Each record must reappear in the answer exactly as it is written.

⁂

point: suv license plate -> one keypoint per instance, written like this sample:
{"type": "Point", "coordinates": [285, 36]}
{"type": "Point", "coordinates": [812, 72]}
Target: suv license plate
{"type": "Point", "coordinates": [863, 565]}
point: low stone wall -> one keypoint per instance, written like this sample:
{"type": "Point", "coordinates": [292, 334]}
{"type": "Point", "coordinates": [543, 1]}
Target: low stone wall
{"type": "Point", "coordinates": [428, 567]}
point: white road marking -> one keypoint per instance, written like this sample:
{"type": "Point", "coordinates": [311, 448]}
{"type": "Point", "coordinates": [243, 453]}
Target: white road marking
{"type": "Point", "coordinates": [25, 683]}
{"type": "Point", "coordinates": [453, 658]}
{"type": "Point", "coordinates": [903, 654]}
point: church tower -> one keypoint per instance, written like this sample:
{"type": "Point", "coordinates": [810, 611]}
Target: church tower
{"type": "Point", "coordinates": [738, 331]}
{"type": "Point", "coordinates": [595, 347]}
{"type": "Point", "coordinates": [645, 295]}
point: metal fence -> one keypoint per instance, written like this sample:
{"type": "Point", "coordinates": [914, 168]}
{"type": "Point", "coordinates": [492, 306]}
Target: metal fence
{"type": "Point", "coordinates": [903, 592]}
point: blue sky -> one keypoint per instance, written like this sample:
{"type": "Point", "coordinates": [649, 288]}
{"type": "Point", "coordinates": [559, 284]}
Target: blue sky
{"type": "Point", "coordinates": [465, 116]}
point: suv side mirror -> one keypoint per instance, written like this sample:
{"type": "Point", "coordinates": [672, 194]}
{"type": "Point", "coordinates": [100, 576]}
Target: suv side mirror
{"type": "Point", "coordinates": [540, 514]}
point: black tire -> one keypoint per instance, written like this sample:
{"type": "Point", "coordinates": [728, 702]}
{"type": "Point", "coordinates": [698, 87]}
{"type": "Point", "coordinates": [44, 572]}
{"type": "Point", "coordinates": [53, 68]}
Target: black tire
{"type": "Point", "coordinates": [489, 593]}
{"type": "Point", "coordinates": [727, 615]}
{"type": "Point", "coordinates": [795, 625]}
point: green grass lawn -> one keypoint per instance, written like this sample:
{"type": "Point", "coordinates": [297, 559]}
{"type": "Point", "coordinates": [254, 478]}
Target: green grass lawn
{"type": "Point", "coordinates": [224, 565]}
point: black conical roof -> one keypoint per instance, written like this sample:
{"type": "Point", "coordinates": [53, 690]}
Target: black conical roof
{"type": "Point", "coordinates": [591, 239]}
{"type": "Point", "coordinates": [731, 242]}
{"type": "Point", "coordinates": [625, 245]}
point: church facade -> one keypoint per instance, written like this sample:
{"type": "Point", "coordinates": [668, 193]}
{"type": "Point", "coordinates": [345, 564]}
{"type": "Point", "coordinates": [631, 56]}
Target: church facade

⁂

SOLUTION FOR THIS EXERCISE →
point: suv license plate -> one keypoint per instance, written like this sample:
{"type": "Point", "coordinates": [285, 36]}
{"type": "Point", "coordinates": [812, 72]}
Target: suv license plate
{"type": "Point", "coordinates": [863, 565]}
point: low stone wall -> one keypoint per instance, written like this sample:
{"type": "Point", "coordinates": [292, 334]}
{"type": "Point", "coordinates": [543, 1]}
Target: low stone wall
{"type": "Point", "coordinates": [428, 567]}
point: white road marking -> one keypoint per instance, written like this sample:
{"type": "Point", "coordinates": [311, 448]}
{"type": "Point", "coordinates": [243, 453]}
Target: white road marking
{"type": "Point", "coordinates": [25, 683]}
{"type": "Point", "coordinates": [453, 658]}
{"type": "Point", "coordinates": [903, 654]}
point: church tower -> one keypoint per instance, written like this sample:
{"type": "Point", "coordinates": [810, 611]}
Target: church tower
{"type": "Point", "coordinates": [738, 331]}
{"type": "Point", "coordinates": [595, 347]}
{"type": "Point", "coordinates": [645, 295]}
point: metal fence -> one keypoint per instance, written like this sample:
{"type": "Point", "coordinates": [914, 168]}
{"type": "Point", "coordinates": [492, 306]}
Target: metal fence
{"type": "Point", "coordinates": [903, 592]}
point: blue sky -> one keypoint per instance, written like this sample:
{"type": "Point", "coordinates": [649, 288]}
{"type": "Point", "coordinates": [559, 284]}
Target: blue sky
{"type": "Point", "coordinates": [465, 116]}
point: suv side mirror -> one keypoint per instance, written like this sample:
{"type": "Point", "coordinates": [672, 194]}
{"type": "Point", "coordinates": [100, 576]}
Target: suv side mirror
{"type": "Point", "coordinates": [540, 514]}
point: black tire -> one keypoint per instance, written like this sample:
{"type": "Point", "coordinates": [728, 702]}
{"type": "Point", "coordinates": [698, 87]}
{"type": "Point", "coordinates": [44, 572]}
{"type": "Point", "coordinates": [53, 68]}
Target: black tire
{"type": "Point", "coordinates": [489, 593]}
{"type": "Point", "coordinates": [727, 615]}
{"type": "Point", "coordinates": [795, 625]}
point: green grass lawn -> one keypoint per instance, written like this sample:
{"type": "Point", "coordinates": [297, 559]}
{"type": "Point", "coordinates": [254, 478]}
Target: green grass lawn
{"type": "Point", "coordinates": [224, 565]}
point: black conical roof -> one keypoint per instance, written like this sample:
{"type": "Point", "coordinates": [53, 690]}
Target: black conical roof
{"type": "Point", "coordinates": [591, 239]}
{"type": "Point", "coordinates": [731, 242]}
{"type": "Point", "coordinates": [625, 245]}
point: church facade -> one keypoint per instance, written like this sample:
{"type": "Point", "coordinates": [668, 193]}
{"type": "Point", "coordinates": [345, 564]}
{"type": "Point", "coordinates": [631, 56]}
Target: church facade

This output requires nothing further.